_Complete the following_:
**A.** In the soap forum thread, what did Timber use in place of water when making the "Oatmeal Stout" soap?
**B.** Write the next part of the soap forum thread, picking up right after its final line.

# Latest batches



## Timber (Aug 10, 2013)

Just some more soap 

L-R, top to bottom: 
"Summer Sea" scented with BB Kentish Rain and Daystar Queen of d'Nile
Lemongrass Mint
Lavender
Ginger & White Tea with ground chamomile
"Moroccan Dragon" with Moroccan red clay, french green clay, green tea leaves, Sage & Juniper FO
"High Lonesome" with ground sagebrush leaves, oats, activated charcoal, Dalmatian Sage EO and Sandalwood


----------



## jean1C (Aug 10, 2013)

Very nice....just wondering...Do you name the soaps before you make them, as you are creating them or after they are cut?


----------



## hlee (Aug 10, 2013)

All lovely soaps!


----------



## Timber (Aug 10, 2013)

jean1C said:


> Very nice....just wondering...Do you name the soaps before you make them, as you are creating them or after they are cut?



Yes


----------



## kazmi (Aug 10, 2013)

Pretty soaps!!!  Love 'em all


----------



## Timber (Aug 11, 2013)

Thanks!


----------



## kattobrn (Aug 11, 2013)

So beautiful. Someday I'll make pretty soaps. For now they are useable, not very pretty. 


KattOBRN


----------



## ourwolfden (Aug 11, 2013)

Very prety


----------



## newbie (Aug 11, 2013)

They're all pretty but I like the looks of Moroccan Dragon the best. Nice job!


----------



## Timber (Sep 3, 2013)

A few more new ones...
L-R  
BB "Oatmeal Stout" FO.  Made with Deschutes Brewery Black Butte Porter instead of water.  Smells amazing!
BB "Champagne" FO with some CandleScience "Fruit Slices" added.  Also smells amazing.
Cranberry Cinnamon Oat with Cranberry Spice FO, a little powdered cinnamon and oat flour.  Starting to stock up for Christmas; this was a favorite last year.


----------



## renata (Sep 3, 2013)

Uau, every single one of them looks amazing!
How do you make the edges so smooth?


----------



## Stakie (Sep 3, 2013)

(Records from a collection)

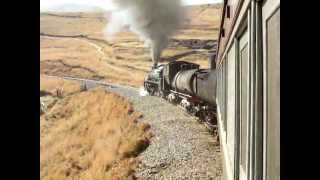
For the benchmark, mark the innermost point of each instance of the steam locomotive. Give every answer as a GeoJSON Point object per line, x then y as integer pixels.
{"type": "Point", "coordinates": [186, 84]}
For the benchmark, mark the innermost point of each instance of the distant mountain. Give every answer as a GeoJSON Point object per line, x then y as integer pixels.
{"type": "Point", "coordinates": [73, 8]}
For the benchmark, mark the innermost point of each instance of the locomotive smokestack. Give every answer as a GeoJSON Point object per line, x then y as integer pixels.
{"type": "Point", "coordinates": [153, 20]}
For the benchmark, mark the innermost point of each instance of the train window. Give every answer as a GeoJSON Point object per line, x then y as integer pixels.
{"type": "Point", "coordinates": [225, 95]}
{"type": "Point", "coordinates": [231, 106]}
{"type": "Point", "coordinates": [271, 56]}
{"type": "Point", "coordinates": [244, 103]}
---
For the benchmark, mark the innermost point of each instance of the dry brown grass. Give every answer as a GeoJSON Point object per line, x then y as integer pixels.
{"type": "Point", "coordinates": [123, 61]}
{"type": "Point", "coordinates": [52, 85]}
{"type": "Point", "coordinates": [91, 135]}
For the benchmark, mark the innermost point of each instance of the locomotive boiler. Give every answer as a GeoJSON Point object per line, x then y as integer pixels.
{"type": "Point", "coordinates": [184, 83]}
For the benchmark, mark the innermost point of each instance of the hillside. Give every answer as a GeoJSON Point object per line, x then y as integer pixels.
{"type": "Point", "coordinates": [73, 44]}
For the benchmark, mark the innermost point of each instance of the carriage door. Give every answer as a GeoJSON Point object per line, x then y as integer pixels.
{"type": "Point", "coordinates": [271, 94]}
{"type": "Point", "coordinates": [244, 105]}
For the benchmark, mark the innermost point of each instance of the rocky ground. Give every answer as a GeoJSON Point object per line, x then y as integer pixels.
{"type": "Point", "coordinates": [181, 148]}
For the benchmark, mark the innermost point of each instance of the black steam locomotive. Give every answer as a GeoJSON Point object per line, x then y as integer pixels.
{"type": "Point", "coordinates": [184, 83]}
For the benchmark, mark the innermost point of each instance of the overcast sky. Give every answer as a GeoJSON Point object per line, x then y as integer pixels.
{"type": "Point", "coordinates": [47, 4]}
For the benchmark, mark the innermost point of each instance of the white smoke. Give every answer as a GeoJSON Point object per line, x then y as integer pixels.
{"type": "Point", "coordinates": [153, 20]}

_Task answers_:
**A.** Deschutes Brewery Black Butte Porter.

**B.**
Very nice!


----------



## moonbeam (Sep 3, 2013)

Thank you for sharing, you passion is showing


----------



## Timber (Sep 3, 2013)

Thanks! 



renata said:


> How do you make the edges so smooth?



I trim the edges with a little Stanley 12-101 plane.  You could use a lot of different things, that is just what I had lying around


----------



## Skatergirl46 (Sep 3, 2013)

Those are beautiful! I like the planing idea. I need to go and dig out some of my woodworking stuff. :idea:


----------



## kazmi (Sep 3, 2013)

They all look great!  and I bet smell fantastic!


----------



## savonierre (Sep 3, 2013)

They are all very very pretty.


----------



## Ancel (Sep 3, 2013)

Really nice soaps, love the names and blends too


----------



## cerelife (Sep 3, 2013)

They are all just lovely!!
I especially love the colors in the Cranberry Spice...do you mind sharing what you used?


----------



## Timber (Sep 4, 2013)

cerelife said:


> They are all just lovely!!
> I especially love the colors in the Cranberry Spice...do you mind sharing what you used?



Actually there is no added color in that one. The FO discolored a little yellowish, and the the brown is from the cinnamon.


----------



## Timber (Sep 24, 2013)

A couple more:

"Simplicity" with beef tallow.  Clean Cotton FO.

"Ice Storm" with Blue Spruce FO.


----------



## Saswede (Sep 24, 2013)

Both lovely!  


Sent from my iPad using Soap Making


----------



## soapsbysonja (Sep 24, 2013)

OH MY GOD I love the blues!!! Just gorgeous!!!!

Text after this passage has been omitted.